# ТЕКСТ ДЛЯ ЧТЕНИЯ
Третьей задачей, стоящей перед Россией, были правовой порядок и судопроизводство. Пытались строить как бы на голом поле — без римского права, без четкого представления о правах на частную собственность, невольно принимая в расчет языческие установки народа, не обладая христианским правовым сознанием.
Четвертой задачей было народное образование и развитие искусств. И то и другое только начинало появляться. Образование распространялось в народе в форме церковных школ и монастырей. Забота об искусстве стояла в теснейшей связи с церковной архитектурой, церковной живописью, церковным пением. Незадолго до татарского нашествия в одном только Киеве насчитывалось до 40 различных школ, где изучались также греческий и ряд европейских языков…
Пятой задачей были международные отношения. Тут начинаются первые войны с Эстляндией, Польшей, Литвой — в целом незначительные конфликты, но имеют место и плодотворные сближения с европейскими странами с явно обозначенной программой: мир с Европой и зашита от Азии; и эти стратегически верные мысли четко прочитываются в политике первых великих киевских князей» [18].
Русский народ и русская культура понесли огромный, ничем не восполнимый урон от татаро-монгольского нашествия и ига. Законы кочевников: «Твое есть мое», «Сила выше права», «Огонь и меч — основа общественного порядка», «Пытка и смерть как ultima ratio» оставили свои следы и оказали дурное влияние, которое проявилось в народных волнениях 1608–1613 гг., в бунте Разина 1670–1671, в восстании Пугачева 1773–1775, в революции 1917 г. и в годы сталинизма, когда уничтожались миллионы и миллионы ни в чем не повинных людей. Сказалось это и генетически: совместная жизнь и смешение кровей (12% населения России имеет монгольские корни) сказывались и оказываются во всем — в темпераменте, в поведении, в обычаях и в языке, в одежде. Однако самое тяжелое наследство, доставшееся от татар – ущербность и разорванность правосознания и чувства собственности, полный крах домонгольской культуры, искусства и т. д. Непоправимый ущерб нанесли военные угрозы существованию человека и всему, что он строил, возводил, создавал: очень часто приходилось начинать с нуля, если человек еще оставался жив. Народ привык относиться к своему состоянию как к чему-то ненадежному, к чужой собственности — безразлично, как и к своей, не заботясь о бережливости и экономии, надеясь на «авось», «небось», «как-нибудь», снисходительная трактовка хищнических бесчинств, отсюда недостаток твердого и лояльного правосознания в личном и общественном плане, фривольное обращение с правопорядком и его законами. Приучение к правопорядку началось в России только в XIX веке. Затем опять все рухнуло после революции 1917 г. и в период сталинизма, не говоря уже о периоде «перестройки» и ельцинских «псевдореформ», когда, в силу тотальной коррупции и господства криминала, во всех сферах жизнедеятельности появился «беспредел», отменивший все законы и правила, весь правопорядок. Начинать строить новую жизнь опять придется с нуля.

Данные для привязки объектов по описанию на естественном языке
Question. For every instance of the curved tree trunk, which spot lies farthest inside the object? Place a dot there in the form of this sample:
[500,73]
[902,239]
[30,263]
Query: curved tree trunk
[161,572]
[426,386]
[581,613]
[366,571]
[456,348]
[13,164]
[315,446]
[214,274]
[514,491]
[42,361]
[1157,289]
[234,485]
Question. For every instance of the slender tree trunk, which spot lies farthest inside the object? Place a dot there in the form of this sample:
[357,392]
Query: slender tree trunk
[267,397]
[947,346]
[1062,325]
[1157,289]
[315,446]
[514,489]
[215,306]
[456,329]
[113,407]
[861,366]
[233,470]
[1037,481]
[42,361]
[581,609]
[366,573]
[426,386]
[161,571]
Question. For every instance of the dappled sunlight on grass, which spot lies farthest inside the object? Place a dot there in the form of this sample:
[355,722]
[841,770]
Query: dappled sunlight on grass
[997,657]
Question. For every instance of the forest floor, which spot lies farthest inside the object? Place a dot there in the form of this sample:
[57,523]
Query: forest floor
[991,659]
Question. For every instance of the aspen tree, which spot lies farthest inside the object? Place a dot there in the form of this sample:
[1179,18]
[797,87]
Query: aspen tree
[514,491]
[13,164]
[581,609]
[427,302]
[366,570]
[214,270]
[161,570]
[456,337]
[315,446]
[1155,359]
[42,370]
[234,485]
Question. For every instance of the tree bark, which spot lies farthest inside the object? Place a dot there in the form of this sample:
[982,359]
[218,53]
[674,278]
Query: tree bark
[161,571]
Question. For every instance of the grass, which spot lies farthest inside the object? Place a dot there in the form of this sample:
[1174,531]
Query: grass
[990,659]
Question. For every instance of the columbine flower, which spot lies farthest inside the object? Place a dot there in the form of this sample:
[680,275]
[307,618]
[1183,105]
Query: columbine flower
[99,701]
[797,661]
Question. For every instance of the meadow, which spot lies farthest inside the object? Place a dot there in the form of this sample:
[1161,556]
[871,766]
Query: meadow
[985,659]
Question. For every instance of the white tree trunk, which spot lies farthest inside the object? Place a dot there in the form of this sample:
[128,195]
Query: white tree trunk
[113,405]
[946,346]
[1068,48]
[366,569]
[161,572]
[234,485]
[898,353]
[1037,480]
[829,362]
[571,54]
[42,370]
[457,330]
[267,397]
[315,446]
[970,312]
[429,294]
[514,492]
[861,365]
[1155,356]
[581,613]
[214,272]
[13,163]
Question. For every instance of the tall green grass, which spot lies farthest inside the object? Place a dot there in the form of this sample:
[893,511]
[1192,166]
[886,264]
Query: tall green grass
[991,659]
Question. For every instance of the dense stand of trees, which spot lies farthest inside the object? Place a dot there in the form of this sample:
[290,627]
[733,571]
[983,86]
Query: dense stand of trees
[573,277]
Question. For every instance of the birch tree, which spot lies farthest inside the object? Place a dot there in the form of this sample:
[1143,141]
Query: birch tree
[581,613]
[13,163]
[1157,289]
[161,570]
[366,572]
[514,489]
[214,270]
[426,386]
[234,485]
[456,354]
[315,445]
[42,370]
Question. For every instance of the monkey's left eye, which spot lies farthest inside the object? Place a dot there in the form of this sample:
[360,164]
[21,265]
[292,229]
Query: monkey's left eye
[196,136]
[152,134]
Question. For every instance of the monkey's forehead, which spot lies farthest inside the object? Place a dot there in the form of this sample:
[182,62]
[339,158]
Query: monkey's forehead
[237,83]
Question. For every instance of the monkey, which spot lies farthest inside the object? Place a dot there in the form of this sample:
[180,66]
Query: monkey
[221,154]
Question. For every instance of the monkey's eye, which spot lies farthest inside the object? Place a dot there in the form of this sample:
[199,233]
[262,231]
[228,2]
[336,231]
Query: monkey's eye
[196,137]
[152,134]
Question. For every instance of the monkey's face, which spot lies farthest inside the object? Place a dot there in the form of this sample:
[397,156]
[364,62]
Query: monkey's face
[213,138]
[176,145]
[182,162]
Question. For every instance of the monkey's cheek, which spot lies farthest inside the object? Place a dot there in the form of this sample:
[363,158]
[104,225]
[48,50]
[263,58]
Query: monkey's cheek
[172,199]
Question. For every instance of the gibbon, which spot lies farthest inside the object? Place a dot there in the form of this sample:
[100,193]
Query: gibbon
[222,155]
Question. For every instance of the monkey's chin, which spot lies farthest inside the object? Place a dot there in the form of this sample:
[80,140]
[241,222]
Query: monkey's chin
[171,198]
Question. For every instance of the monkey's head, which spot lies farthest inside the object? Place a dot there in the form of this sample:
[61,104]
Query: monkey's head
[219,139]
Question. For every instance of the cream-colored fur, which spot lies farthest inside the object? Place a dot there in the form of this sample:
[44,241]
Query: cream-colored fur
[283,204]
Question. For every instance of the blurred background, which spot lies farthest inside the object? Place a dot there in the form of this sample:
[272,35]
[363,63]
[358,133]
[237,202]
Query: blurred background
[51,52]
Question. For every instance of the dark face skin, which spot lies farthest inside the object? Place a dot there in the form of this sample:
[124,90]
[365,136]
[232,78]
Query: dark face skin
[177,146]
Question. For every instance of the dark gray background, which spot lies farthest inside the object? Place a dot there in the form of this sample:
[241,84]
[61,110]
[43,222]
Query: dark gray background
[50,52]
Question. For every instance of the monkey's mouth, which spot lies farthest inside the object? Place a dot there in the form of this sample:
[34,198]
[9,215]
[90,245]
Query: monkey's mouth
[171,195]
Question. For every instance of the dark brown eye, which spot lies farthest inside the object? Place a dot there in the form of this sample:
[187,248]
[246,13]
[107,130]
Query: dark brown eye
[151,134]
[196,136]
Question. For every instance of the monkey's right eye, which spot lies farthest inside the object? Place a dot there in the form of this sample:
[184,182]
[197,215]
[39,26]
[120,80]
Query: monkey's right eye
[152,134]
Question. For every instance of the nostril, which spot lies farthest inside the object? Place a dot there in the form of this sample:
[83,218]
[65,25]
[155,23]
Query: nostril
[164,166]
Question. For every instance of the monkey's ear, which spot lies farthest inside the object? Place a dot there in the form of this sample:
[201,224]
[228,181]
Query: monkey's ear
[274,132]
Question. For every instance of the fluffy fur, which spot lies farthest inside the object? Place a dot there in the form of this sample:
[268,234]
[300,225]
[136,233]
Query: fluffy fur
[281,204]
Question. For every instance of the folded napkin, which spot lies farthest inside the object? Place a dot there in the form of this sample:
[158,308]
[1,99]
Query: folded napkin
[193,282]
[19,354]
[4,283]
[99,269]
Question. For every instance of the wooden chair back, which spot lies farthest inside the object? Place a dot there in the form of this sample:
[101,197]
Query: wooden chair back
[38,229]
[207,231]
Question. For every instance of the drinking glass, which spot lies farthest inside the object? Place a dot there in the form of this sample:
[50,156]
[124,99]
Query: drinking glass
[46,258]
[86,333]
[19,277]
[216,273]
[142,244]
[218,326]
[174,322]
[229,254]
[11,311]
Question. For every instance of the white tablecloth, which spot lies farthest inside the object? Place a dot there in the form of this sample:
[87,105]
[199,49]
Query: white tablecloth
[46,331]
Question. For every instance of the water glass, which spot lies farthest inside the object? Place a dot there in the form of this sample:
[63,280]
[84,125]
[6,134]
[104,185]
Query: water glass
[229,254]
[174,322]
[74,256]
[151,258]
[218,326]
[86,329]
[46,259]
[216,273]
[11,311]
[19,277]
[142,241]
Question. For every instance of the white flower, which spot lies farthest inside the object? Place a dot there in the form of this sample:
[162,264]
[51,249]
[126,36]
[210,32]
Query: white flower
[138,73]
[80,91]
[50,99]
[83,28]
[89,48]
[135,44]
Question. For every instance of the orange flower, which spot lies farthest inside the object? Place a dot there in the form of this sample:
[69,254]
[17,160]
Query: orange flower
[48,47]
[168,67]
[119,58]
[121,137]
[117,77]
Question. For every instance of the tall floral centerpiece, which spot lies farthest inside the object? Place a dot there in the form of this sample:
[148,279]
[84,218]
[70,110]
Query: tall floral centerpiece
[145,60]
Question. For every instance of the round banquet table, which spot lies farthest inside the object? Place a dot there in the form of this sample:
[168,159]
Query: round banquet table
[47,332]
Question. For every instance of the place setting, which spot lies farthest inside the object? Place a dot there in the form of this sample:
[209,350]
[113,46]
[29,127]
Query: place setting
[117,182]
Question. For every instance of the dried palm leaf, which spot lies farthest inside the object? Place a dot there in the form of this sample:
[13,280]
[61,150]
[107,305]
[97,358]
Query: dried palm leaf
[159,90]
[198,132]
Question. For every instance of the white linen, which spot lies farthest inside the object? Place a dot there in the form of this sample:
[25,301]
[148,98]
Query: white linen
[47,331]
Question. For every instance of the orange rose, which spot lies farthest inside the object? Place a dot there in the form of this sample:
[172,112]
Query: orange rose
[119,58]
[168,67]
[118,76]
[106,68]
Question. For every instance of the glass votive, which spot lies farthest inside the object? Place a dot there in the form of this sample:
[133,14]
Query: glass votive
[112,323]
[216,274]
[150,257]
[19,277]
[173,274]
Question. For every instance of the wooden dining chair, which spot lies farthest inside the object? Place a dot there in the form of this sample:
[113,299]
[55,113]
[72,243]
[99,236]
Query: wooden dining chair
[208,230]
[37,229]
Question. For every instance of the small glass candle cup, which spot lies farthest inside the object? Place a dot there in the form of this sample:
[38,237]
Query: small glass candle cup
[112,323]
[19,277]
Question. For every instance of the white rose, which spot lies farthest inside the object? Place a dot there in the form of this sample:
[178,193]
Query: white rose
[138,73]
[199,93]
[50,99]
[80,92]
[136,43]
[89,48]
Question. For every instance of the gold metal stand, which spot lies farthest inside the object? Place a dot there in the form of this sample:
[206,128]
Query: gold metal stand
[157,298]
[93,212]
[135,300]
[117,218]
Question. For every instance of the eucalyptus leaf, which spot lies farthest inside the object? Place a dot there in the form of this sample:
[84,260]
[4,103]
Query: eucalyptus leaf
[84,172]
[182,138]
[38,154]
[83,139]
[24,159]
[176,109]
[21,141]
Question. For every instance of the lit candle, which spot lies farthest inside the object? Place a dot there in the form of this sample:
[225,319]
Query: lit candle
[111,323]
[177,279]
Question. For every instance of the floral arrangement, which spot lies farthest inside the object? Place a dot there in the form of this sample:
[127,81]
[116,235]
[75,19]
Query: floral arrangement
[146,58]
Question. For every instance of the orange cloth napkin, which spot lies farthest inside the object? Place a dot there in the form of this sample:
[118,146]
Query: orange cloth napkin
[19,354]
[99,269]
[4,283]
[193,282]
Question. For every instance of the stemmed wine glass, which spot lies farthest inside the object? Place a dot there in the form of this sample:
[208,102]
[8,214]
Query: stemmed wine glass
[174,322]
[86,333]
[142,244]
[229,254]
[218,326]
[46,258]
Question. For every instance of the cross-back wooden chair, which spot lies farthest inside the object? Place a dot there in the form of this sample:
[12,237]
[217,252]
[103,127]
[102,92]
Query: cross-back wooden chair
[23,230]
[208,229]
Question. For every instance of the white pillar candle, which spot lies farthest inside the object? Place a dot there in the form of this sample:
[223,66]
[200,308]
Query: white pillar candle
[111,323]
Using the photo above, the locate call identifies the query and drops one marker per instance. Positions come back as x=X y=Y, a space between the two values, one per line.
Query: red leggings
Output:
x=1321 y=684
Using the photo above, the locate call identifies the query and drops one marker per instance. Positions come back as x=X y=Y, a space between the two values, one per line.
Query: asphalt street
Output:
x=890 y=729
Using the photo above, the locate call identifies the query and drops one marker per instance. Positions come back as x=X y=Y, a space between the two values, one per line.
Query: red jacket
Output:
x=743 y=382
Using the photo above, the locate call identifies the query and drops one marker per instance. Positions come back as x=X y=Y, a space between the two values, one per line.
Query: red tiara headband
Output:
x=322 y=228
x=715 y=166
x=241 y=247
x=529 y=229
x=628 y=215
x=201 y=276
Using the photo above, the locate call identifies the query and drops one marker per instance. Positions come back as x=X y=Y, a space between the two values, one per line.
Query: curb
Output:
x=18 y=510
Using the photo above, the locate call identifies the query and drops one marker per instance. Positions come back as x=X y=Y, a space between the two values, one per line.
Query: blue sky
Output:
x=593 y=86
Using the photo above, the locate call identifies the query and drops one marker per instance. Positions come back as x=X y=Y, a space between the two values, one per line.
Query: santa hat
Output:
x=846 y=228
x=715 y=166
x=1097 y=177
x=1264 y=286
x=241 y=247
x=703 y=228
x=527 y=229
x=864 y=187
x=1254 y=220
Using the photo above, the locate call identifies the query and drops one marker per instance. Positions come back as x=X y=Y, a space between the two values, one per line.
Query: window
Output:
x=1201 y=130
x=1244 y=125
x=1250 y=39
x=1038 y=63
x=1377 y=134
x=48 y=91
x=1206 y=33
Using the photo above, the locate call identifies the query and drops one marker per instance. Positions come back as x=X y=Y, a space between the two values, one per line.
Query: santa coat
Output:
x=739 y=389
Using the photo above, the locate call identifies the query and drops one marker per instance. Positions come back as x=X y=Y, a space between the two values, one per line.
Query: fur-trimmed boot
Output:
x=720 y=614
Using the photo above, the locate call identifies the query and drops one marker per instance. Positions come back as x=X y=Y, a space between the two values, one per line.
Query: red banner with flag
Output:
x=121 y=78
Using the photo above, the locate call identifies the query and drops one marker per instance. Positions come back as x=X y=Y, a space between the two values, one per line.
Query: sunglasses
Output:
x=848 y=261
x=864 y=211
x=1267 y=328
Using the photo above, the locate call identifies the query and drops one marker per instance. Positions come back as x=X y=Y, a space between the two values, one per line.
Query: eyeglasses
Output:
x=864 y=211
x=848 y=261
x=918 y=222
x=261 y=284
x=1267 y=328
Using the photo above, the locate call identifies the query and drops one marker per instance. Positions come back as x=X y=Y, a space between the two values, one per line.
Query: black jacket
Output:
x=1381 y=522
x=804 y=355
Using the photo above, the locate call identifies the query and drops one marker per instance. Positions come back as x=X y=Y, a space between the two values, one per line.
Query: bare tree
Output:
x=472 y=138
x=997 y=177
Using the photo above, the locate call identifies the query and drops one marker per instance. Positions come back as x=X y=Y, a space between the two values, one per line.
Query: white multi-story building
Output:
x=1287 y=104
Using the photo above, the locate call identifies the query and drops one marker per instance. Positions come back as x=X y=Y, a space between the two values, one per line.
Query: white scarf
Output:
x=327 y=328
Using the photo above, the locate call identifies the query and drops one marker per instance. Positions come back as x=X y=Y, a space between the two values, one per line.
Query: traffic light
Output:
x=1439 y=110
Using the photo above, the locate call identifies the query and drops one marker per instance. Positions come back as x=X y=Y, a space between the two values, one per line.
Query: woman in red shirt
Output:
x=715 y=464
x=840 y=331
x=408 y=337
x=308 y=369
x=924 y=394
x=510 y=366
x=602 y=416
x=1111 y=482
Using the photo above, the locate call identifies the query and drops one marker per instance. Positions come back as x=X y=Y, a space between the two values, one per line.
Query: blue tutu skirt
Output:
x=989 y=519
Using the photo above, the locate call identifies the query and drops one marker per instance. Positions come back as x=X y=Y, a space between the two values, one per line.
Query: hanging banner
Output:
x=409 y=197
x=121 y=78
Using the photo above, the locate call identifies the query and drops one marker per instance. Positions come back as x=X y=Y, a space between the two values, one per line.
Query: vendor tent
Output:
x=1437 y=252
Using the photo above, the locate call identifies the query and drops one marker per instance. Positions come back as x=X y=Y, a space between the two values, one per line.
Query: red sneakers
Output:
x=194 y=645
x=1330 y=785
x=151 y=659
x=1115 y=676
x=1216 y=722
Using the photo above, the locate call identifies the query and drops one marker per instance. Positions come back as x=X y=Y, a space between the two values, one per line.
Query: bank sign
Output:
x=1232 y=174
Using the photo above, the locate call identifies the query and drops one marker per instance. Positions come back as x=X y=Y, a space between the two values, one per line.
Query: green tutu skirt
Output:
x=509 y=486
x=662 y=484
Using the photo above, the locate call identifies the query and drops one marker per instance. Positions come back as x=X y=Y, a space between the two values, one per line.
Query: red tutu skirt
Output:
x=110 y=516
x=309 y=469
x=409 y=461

# ЗАДАНИЕ
Как будет выглядеть отрывок текста от слов «Третьей задачей, стоящей» до слов «христианским правовым сознанием.» включительно, если заменить «римского права» на «византийского права»? Перепишите его с этой заменой. Записи никак не связаны с текстом.

# ОТВЕТ К ЗАДАНИЮ
Третьей задачей, стоящей перед Россией, были правовой порядок и судопроизводство. Пытались строить как бы на голом поле — без византийского права, без четкого представления о правах на частную собственность, невольно принимая в расчет языческие установки народа, не обладая христианским правовым сознанием.